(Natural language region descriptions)
= = =

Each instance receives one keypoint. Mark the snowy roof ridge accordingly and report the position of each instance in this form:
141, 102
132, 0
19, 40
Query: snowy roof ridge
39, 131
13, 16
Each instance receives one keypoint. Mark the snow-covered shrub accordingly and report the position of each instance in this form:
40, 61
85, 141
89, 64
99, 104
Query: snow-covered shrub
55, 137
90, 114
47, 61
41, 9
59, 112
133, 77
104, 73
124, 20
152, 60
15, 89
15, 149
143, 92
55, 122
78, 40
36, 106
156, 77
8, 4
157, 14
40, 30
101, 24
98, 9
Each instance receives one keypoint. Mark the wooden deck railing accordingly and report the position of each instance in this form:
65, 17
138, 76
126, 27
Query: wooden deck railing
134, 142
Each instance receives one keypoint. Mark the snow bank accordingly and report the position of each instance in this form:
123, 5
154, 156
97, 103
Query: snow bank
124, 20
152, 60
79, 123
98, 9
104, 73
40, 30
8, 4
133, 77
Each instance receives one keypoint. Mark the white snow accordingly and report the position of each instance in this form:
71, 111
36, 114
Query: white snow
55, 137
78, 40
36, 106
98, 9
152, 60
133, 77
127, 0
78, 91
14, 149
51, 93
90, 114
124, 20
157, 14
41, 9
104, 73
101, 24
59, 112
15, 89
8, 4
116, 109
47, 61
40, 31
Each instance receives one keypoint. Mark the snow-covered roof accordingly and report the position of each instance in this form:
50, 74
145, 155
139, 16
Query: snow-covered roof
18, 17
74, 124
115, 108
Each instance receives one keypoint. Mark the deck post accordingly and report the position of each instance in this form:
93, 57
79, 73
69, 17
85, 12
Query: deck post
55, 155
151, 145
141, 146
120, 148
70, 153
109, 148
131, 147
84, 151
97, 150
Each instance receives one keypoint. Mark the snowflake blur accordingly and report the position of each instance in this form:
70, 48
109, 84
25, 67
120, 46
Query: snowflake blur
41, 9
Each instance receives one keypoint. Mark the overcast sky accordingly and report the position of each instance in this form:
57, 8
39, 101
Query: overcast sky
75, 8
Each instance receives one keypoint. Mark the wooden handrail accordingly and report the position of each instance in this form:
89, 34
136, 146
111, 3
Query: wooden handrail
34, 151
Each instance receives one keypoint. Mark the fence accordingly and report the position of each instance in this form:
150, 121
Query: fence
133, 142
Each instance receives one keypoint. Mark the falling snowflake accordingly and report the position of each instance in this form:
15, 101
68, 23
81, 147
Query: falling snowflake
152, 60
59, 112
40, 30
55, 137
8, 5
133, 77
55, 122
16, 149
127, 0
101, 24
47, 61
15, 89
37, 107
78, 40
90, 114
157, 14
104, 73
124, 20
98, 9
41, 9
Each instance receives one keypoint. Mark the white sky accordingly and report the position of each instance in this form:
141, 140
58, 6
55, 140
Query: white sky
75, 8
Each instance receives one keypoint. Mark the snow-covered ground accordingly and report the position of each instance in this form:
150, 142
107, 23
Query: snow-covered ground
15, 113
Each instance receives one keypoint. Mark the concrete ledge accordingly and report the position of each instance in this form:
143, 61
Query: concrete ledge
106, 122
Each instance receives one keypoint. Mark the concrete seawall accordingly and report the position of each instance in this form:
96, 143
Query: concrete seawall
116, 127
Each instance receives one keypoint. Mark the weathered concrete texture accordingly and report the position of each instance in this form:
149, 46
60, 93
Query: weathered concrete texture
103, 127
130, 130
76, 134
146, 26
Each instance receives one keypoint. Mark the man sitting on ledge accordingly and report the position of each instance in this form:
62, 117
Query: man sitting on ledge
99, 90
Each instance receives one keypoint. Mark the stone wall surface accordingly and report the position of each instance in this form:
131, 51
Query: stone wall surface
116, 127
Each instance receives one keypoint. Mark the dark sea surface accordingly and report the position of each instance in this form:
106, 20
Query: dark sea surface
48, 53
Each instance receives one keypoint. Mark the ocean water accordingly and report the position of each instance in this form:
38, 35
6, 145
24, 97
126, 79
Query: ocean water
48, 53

= = =

• **PROBLEM**
Recopy the records without any alteration.

• **SOLVED PROBLEM**
Each instance receives one keypoint. Mark the snowy roof ridge accordingly and report the position of each instance in this form:
141, 102
132, 0
19, 40
Query: snowy roof ridge
39, 131
13, 16
Each instance receives one keypoint. Mark the snow-covered shrub accordingly and report the position of each instance in this form:
40, 61
85, 141
89, 64
99, 104
Query: snow-covered shrub
55, 137
90, 114
47, 61
41, 9
59, 112
133, 77
104, 73
124, 20
152, 60
15, 89
15, 149
143, 92
55, 122
78, 40
36, 106
156, 77
8, 4
157, 14
40, 30
101, 24
98, 9
Each instance receives one keypoint. Mark the wooden deck railing accordingly and report the position of each instance in this form:
65, 17
138, 76
126, 27
Query: wooden deck railing
134, 142
Each instance receives one keypoint. Mark the snow bank accordingly and report the position of each instance in this form:
123, 5
154, 156
97, 103
Query: snow bank
124, 20
152, 60
79, 123
98, 9
104, 73
40, 30
8, 4
133, 77
Each instance receives one keypoint. Mark the white snow accordingly and report the position of each instance in this form:
71, 111
36, 114
Query: white snow
55, 137
78, 40
36, 106
98, 9
152, 60
133, 77
127, 0
78, 91
14, 149
51, 93
90, 114
124, 20
157, 14
41, 9
104, 73
101, 24
59, 112
15, 89
8, 4
116, 109
47, 61
40, 31
Each instance receives one keypoint. Mark the snow-covered roof accordingly and report the position of each instance in this form:
50, 74
145, 155
139, 16
Query: snow-covered roof
18, 17
74, 124
115, 108
Each instance receives one keypoint. Mark the deck post accordingly and report the position of each instance in this form:
93, 57
79, 73
69, 17
85, 12
Query: deck post
55, 155
151, 145
141, 146
120, 148
70, 153
109, 148
131, 147
84, 151
97, 150
Each instance receives one keypoint. Mark the snowflake blur accordingly and report the position of each instance in this form:
70, 48
109, 84
25, 67
120, 46
Query: snowflake blur
41, 9
Each instance receives one keypoint. Mark the overcast sky accordingly and report the position of each instance in this form:
57, 8
39, 101
Query: overcast sky
75, 8
Each instance receives one keypoint. Mark the wooden handrail accordingly and report the position of each instance in this form:
89, 34
136, 146
111, 3
Query: wooden handrail
34, 151
Each instance receives one keypoint. Mark the fence accordingly and report the position of each instance in this form:
150, 121
Query: fence
133, 142
Each instance receives one keypoint. Mark the falling snowflake accordingly and report the position of each instance in this form:
15, 101
68, 23
81, 147
Query: falling snowflake
152, 60
59, 112
40, 30
55, 137
8, 5
133, 77
55, 122
16, 149
127, 0
101, 24
47, 61
15, 89
37, 107
78, 40
90, 114
157, 14
104, 73
124, 20
98, 9
41, 9
Each instance receives one keypoint. Mark the white sky accordingly and report the position of each instance in this form:
141, 140
58, 6
55, 140
Query: white sky
75, 8
Each instance receives one keypoint. Mark the snow-covered ground accordingly and report the position of each instance in this form:
150, 142
107, 23
Query: snow-covered ground
15, 113
Each instance receives one keypoint. Mark the concrete ledge accordingly and report the position of each instance in this form:
143, 61
Query: concrete ledge
106, 122
Each instance receives one keypoint. Mark the concrete seawall accordingly and report the position of each instance in this form:
96, 143
Query: concrete seawall
116, 127
Each instance receives one keypoint. Mark the weathered concrete texture accordingly and report the position of each instance in this form:
149, 46
60, 93
Query: weathered concrete texture
103, 127
130, 130
76, 134
146, 26
Each instance receives one keypoint. Mark the man sitting on ledge accordingly and report the position of each instance in this form:
62, 117
Query: man sitting on ledge
99, 90
Each instance receives one keypoint. Mark the stone wall surface accordingly and report the position of each instance in this form:
131, 51
Query: stone wall surface
116, 127
Each instance receives one keypoint. Mark the dark sea surface accordingly and report the position of each instance in this form:
106, 20
Query: dark sea surface
48, 53
Each instance receives one keypoint. Mark the ocean water accordingly and report the position of each instance in this form:
38, 35
6, 145
24, 97
126, 79
Query: ocean water
48, 53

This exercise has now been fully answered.